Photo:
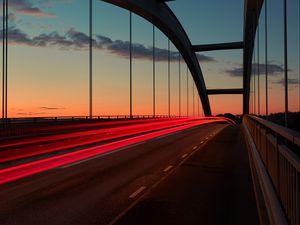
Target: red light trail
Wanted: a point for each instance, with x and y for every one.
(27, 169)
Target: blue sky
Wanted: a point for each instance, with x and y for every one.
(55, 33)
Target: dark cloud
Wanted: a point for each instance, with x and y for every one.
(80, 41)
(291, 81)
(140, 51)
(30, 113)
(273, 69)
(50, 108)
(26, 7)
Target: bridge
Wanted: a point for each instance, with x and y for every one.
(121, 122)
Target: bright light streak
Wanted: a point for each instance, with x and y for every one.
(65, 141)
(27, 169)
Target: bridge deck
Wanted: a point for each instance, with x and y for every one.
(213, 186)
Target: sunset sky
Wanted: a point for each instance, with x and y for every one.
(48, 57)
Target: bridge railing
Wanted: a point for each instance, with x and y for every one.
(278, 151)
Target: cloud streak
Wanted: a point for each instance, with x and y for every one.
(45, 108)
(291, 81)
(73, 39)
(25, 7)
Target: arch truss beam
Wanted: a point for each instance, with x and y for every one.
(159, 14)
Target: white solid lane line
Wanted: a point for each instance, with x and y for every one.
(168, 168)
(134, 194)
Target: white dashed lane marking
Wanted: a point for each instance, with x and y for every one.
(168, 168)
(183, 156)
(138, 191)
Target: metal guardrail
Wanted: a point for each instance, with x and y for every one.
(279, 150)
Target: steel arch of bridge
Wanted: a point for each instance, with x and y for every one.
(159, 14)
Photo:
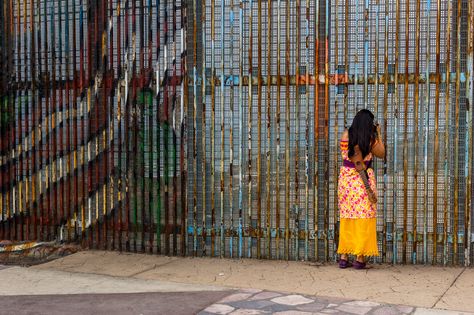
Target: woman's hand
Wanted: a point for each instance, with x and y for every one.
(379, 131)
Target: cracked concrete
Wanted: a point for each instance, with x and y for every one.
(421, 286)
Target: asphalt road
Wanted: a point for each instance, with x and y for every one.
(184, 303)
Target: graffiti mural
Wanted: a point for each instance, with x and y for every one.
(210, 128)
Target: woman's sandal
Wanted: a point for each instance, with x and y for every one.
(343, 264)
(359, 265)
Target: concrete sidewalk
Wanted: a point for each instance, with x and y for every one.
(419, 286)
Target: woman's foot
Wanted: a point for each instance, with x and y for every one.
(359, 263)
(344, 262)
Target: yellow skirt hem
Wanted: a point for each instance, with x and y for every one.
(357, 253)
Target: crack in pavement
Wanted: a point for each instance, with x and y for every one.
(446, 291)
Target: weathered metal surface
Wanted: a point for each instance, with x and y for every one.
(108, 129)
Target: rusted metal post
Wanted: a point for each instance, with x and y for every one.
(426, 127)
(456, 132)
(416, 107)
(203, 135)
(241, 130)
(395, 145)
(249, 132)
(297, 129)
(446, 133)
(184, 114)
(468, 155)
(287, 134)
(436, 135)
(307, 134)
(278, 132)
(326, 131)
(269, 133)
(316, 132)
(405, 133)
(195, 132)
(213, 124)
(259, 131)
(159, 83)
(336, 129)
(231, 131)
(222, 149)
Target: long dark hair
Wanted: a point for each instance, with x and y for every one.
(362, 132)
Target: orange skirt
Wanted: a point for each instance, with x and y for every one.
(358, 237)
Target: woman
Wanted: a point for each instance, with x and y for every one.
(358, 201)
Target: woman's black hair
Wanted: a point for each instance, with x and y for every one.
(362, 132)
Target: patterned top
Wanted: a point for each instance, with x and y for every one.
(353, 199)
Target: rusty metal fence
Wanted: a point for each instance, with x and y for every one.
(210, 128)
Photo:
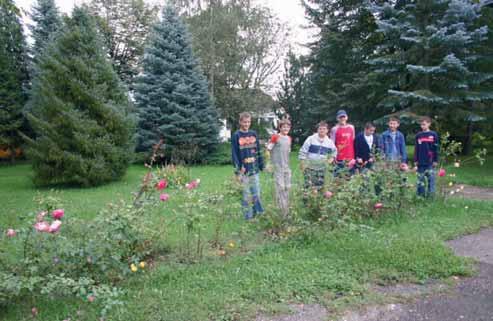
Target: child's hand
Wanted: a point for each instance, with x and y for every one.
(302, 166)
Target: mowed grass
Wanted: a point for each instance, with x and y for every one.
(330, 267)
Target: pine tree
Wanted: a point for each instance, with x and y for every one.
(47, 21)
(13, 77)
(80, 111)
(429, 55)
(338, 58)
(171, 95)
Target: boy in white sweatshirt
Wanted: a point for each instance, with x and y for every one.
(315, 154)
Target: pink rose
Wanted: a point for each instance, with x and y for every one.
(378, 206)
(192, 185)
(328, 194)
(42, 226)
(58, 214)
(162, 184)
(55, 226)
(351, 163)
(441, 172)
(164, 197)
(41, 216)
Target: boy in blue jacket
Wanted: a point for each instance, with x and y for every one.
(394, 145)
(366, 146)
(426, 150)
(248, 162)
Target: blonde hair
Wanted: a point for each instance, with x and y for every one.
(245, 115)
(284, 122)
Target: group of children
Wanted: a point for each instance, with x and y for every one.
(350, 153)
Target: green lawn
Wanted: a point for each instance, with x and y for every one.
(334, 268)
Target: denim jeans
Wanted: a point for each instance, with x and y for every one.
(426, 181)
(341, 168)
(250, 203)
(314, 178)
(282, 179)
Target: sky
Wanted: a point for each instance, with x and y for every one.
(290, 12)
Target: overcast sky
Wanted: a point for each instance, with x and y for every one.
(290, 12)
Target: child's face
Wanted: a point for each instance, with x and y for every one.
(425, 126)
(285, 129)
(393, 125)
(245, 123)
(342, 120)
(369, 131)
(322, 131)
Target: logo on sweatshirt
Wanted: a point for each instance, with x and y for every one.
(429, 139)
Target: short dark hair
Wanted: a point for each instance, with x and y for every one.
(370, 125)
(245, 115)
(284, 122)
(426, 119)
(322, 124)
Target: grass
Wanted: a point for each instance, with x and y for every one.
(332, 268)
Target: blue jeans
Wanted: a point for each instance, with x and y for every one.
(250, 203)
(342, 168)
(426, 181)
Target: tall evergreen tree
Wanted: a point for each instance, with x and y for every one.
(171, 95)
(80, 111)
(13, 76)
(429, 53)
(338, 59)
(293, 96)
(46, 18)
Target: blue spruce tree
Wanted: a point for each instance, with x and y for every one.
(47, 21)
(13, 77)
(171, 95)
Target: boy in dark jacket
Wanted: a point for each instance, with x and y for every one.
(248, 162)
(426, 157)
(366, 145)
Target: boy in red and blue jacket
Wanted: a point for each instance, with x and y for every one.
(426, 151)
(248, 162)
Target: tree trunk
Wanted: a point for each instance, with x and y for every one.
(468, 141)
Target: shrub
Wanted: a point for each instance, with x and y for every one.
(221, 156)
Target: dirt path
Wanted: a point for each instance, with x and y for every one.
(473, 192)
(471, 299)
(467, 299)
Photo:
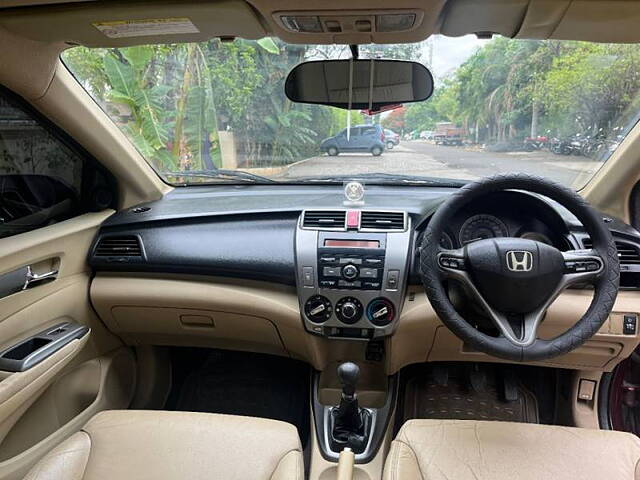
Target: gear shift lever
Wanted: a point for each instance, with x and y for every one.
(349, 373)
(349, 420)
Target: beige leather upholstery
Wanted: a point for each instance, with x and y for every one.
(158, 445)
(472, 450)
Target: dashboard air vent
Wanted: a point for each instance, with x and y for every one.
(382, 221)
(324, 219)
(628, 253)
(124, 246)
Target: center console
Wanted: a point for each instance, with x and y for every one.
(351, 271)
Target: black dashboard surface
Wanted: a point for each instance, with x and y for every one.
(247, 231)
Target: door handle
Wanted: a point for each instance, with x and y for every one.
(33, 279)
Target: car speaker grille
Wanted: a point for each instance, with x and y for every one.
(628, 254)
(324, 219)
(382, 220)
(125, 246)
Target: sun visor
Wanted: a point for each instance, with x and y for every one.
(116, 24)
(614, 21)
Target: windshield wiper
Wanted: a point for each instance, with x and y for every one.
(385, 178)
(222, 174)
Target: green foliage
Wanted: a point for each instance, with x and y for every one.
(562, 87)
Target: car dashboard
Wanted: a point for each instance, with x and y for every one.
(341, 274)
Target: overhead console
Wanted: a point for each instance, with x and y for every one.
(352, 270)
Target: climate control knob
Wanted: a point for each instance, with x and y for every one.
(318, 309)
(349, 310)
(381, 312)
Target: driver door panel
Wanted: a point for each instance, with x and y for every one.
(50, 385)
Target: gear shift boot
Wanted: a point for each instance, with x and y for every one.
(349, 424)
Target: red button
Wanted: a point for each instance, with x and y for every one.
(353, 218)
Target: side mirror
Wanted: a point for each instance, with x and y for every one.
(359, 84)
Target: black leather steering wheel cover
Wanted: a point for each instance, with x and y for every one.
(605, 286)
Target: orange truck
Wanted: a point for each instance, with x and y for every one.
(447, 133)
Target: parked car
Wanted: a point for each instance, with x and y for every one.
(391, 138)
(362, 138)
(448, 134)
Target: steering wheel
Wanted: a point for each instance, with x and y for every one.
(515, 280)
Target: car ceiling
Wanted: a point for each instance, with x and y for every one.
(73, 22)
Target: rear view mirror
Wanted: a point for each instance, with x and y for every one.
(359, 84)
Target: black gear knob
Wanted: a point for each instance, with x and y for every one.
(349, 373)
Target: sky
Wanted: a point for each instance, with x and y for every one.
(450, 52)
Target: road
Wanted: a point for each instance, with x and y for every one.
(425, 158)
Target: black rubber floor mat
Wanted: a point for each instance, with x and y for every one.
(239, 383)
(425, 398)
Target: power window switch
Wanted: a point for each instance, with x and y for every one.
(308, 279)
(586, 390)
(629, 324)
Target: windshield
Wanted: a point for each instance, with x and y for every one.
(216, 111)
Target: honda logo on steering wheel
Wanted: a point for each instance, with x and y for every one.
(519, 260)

...

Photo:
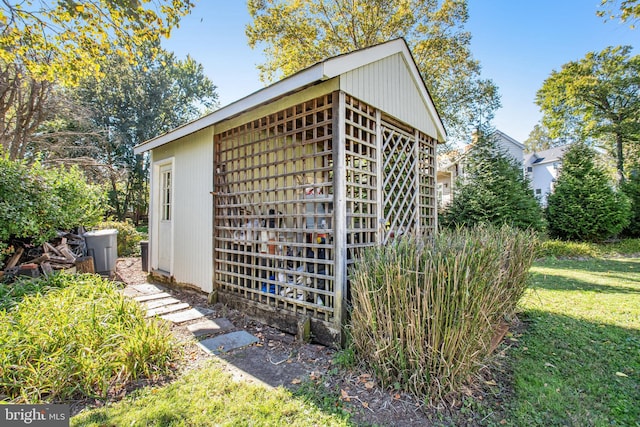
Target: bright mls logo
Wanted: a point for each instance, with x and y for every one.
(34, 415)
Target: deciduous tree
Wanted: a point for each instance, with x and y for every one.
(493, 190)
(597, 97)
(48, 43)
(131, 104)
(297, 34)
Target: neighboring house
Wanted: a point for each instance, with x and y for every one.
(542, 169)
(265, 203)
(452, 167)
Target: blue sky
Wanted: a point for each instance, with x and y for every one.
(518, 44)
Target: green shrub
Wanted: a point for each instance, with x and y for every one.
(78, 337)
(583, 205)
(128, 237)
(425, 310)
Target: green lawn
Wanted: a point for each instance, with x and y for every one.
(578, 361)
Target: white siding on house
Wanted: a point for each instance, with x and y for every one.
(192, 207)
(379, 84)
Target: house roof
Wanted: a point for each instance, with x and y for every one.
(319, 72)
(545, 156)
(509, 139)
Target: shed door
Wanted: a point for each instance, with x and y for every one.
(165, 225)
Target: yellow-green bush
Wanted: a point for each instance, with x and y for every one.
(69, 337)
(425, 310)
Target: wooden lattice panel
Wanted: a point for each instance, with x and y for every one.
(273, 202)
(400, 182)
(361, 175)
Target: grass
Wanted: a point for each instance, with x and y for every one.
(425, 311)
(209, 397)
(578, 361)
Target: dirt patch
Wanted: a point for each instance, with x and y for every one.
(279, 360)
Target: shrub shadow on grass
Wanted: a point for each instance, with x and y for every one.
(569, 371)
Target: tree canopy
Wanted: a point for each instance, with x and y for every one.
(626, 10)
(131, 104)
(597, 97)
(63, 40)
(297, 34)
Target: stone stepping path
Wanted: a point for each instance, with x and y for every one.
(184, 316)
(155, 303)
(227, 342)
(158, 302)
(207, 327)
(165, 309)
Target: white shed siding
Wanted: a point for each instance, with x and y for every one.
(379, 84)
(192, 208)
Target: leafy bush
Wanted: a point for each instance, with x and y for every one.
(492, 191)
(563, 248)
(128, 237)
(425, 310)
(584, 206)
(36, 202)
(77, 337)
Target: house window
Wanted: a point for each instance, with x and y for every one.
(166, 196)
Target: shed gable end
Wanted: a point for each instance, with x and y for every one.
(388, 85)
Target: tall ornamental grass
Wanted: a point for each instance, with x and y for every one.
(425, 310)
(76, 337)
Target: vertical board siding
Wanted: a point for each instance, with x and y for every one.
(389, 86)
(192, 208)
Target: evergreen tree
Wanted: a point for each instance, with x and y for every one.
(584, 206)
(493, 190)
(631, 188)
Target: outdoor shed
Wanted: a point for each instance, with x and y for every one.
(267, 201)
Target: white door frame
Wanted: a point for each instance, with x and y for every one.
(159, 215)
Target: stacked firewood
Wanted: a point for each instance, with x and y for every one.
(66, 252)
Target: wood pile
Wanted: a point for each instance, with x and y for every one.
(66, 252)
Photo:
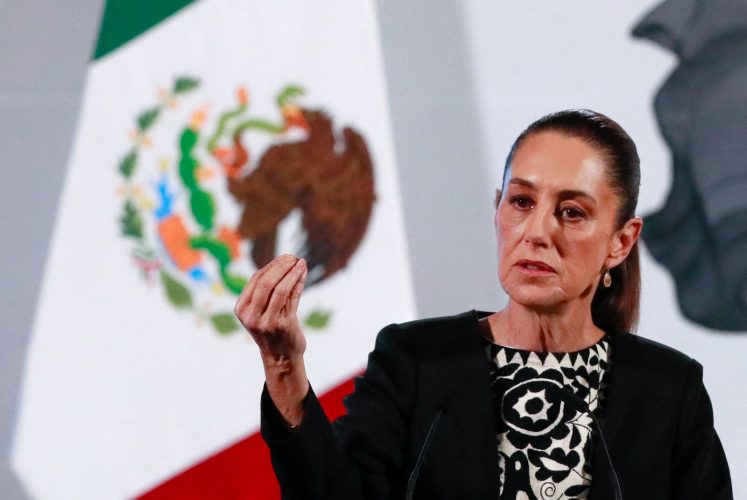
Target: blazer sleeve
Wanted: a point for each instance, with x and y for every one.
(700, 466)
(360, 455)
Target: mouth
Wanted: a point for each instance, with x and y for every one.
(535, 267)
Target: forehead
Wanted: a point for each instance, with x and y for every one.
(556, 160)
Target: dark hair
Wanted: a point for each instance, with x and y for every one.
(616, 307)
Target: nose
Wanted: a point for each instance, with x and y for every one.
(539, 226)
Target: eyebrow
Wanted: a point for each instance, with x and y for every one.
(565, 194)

...

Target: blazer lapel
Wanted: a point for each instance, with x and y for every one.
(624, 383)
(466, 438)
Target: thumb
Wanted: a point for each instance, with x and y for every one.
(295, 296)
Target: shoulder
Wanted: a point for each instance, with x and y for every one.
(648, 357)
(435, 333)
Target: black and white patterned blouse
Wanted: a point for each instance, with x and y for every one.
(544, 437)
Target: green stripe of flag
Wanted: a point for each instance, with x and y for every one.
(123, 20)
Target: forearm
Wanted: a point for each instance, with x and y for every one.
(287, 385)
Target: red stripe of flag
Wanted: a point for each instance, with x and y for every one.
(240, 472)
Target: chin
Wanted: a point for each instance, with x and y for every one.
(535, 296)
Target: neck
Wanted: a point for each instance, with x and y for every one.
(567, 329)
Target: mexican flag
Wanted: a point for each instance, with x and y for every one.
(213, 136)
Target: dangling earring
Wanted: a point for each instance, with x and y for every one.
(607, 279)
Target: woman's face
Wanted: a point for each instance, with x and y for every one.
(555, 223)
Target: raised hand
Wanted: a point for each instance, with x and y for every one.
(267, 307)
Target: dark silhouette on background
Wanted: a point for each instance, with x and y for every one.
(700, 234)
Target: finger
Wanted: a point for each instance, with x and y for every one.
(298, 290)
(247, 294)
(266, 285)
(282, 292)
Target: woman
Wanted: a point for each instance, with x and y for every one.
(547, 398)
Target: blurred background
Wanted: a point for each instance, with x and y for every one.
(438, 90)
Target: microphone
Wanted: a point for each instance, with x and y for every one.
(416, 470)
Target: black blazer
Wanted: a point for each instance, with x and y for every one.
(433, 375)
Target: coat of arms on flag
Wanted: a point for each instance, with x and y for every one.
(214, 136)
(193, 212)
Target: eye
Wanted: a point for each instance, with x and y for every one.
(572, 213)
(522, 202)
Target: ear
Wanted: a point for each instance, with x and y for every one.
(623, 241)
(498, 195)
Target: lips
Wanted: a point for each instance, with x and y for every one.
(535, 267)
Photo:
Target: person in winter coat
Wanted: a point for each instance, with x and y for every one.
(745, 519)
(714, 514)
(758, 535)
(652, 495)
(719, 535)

The task -> List the lines of the material in which the word "sweatshirt" occurs.

Result for this task ->
Target: boy in white sweatshirt
Target: logo on sweatshirt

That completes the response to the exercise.